Diese ständig wiederholte rhetorische Frage, „warum man sich nicht helfen lassen soll, wenn es doch geht“, und der Satz, dass man doch nichts aushalten müsse, was auszuhalten keine Notwendigkeit ist, ist das Mantra der Stunde. Was der Autofahrer-Lobby „Freie Fahrt für freie Bürger“ ist, ist uns Frauen „Warum was aushalten, was ich nicht aushalten muss?“. Es ist nach Jahrhunderten, in denen Frauen durch Mediziner – häufig in Absprache mit den Ehemännern – bevormundet wurden, die Ermächtigung, die vermeintliche Selbstbestimmung, die dahintersteht und die den Hormonkonsum so attraktiv macht.
Die wirksame Suggestion ist die: Bis zu diesem Punkt waren Frauen abhängig von dem Wissen und der Macht der (meist männlichen) Ärzte. Jetzt sind wir aufgeklärt. Sheila de Liz hat uns aufgeklärt. Sie hat uns Wissen gegeben, sie hat uns befreit. Wir können jetzt Zaubermittel schlucken, die uns aus dem Joch des Leides herausholen. Und weil wir das können, tun wir es. Wir wären ja dumm, es nicht zu tun. 
Diese Gedanken in ihrer lieblichen Verführung und ihrem süßen Versprechen lassen nicht nur die Skepsis an den Hormonen zur Rede der Dummen werden, sie schalten jeden relativierenden Gedanken aus.

Was bleibt, ist ein Mensch, ist eine Frau, für die sich Möglichkeiten zu einem intrinsischen Anspruch wandeln. Die zwischen Können und Wollen nicht mehr unterscheidet und für die – Kern der neoliberalen Denke – Vernunft nicht länger eine Währung ist. Was hinter der vermeintlichen Ermächtigung verschwindet, ist die kapitalistische Knute der uneingeschränkten Leistungsbereitschaft, die ein gesellschaftliches Thema – Wechseljahre – zu einem der individuellen Lösung und Ertüchtigung macht. Die einen natürlichen Prozess, den einer Wandlung, zum vermeidbaren Übel erklärt. Die Natur muss ausgetrickst werden, die Trickserei wird als Triumph der Selbstbestimmung verkauft. Auf dem Siegertreppchen der neoliberalen Leistungsgesellschaft stehen die fitten, die hormongefütterten Frauen; die, die nicht cremen und schlucken, liegen kollabiert davor.

*Gesammeltes Material*.
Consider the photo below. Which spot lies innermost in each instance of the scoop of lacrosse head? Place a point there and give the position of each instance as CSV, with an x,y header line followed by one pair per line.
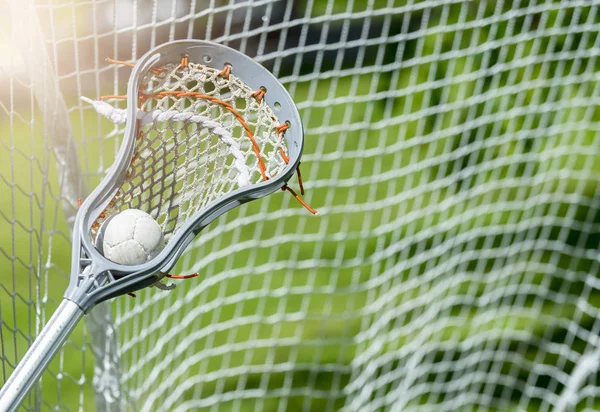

*Arbeitsauftrag A*. Welche Wendungen stehen im Text über die Hormoneinnahme in den Wechseljahren in Anführungszeichen („ “)? Nenne sie alle.
*Arbeitsauftrag B*. Wie könnte der Text über die Hormoneinnahme in den Wechseljahren nach seinem letzten Satz weitergehen? Setze ihn fort.

*Antwort A*.
„warum man sich nicht helfen lassen soll, wenn es doch geht“
„Freie Fahrt für freie Bürger“
„Warum was aushalten, was ich nicht aushalten muss?“

*Antwort B*.
Was wir brauchen, ist ein neues Bild von Alter

Klar, jede Frau, die Hormone nehmen will, soll es tun. Es ist gut, dass es die Möglichkeit gibt, wenn es notwendig und medizinisch unbedenklich ist. Aber wir sollten uns vielleicht mehr mit der Frage beschäftigen: Nehme ich sie, weil ich sie brauche, oder nehme ich sie, weil ich die Möglichkeit habe? Weil es zu tun ein Ausdruck meiner Selbstermächtigung ist, nach den Jahrhunderten der Bevormundung und Unterdrückung die Entscheidung selbst treffen zu können?

Unsere Entwicklung in den Wechseljahren, unser körperliches und geistiges Älterwerden hat ihren Sinn. Es ist ein Abschied von der Zeit, als unsere Fruchtbarkeit unterschiedlichste Türen der Lebensgestaltung geöffnet hat, gleichzeitig ermöglicht er uns, andere Positionen in der Gesellschaft einzunehmen. Fern der Kümmernden, der Versorgenden – in manchen Kulturen steigen wir in die Sphären der Weisen auf, bekleiden angesehene Ämter. Gleichzeitig sind die Wechseljahre die Vorbereitung auf das, was kommt: das letzte Lebensdrittel.
Es ist schwierig, diesem Prozess zuzugucken, ihn auszuhalten. Er tut weh. Gerade, wenn man sich wenig „alt“ fühlt, wenn man sich als in der Blüte seines Lebens stehend empfindet und noch viel vorhat, ist es, als führe ein Zug mit dem Körper davon, während der Geist noch auf dem Bahnsteig steht.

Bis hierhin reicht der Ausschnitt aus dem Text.